EXERCISE INSTRUCTIONS ::
Return all lines from the listing below in which "beret" appears.

ENTRIES PROVIDED ::
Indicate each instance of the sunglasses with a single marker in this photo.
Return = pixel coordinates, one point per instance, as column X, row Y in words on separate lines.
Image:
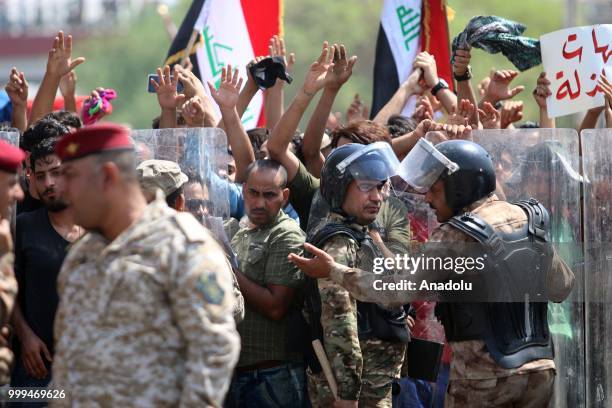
column 195, row 204
column 368, row 185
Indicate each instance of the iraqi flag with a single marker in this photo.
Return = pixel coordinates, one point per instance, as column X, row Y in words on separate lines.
column 221, row 32
column 406, row 28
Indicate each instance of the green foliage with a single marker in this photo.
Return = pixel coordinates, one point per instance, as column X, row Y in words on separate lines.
column 123, row 60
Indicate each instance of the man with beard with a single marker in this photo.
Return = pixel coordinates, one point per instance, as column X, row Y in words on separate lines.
column 10, row 192
column 268, row 372
column 42, row 238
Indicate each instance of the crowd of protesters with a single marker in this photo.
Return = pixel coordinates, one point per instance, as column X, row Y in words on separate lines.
column 122, row 334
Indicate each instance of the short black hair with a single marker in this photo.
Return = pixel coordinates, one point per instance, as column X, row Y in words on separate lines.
column 173, row 196
column 40, row 130
column 180, row 121
column 42, row 150
column 66, row 118
column 400, row 125
column 265, row 164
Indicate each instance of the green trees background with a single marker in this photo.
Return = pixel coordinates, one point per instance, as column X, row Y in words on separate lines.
column 123, row 59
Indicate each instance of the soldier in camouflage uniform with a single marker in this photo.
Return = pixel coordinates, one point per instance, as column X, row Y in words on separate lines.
column 145, row 313
column 10, row 192
column 363, row 364
column 479, row 376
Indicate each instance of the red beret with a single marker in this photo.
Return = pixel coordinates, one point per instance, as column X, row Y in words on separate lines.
column 93, row 139
column 10, row 157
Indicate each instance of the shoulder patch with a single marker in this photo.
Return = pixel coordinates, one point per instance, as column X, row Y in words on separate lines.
column 192, row 229
column 210, row 288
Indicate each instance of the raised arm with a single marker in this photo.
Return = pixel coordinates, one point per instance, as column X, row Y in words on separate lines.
column 167, row 96
column 343, row 69
column 540, row 94
column 427, row 63
column 227, row 97
column 281, row 136
column 17, row 90
column 59, row 63
column 274, row 100
column 68, row 91
column 606, row 88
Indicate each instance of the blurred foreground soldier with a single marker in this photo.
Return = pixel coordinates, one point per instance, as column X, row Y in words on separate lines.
column 145, row 313
column 10, row 192
column 167, row 176
column 364, row 342
column 502, row 352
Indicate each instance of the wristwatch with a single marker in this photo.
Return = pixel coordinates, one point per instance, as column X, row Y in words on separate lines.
column 442, row 84
column 464, row 77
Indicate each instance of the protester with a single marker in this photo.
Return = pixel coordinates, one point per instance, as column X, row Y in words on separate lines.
column 43, row 236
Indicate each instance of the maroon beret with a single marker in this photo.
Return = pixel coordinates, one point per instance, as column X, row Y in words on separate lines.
column 93, row 139
column 10, row 157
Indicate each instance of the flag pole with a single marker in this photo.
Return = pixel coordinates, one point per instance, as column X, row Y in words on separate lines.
column 187, row 51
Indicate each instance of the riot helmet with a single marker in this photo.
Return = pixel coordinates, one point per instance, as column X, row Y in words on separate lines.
column 465, row 168
column 373, row 162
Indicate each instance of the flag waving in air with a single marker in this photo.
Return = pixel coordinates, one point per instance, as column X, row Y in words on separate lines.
column 220, row 32
column 408, row 27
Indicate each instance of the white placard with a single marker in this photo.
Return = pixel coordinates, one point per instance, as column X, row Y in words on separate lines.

RESULT ::
Indicate each instance of the red beret with a single marker in this photo.
Indicate each instance of the maroon beret with a single marker in this photo.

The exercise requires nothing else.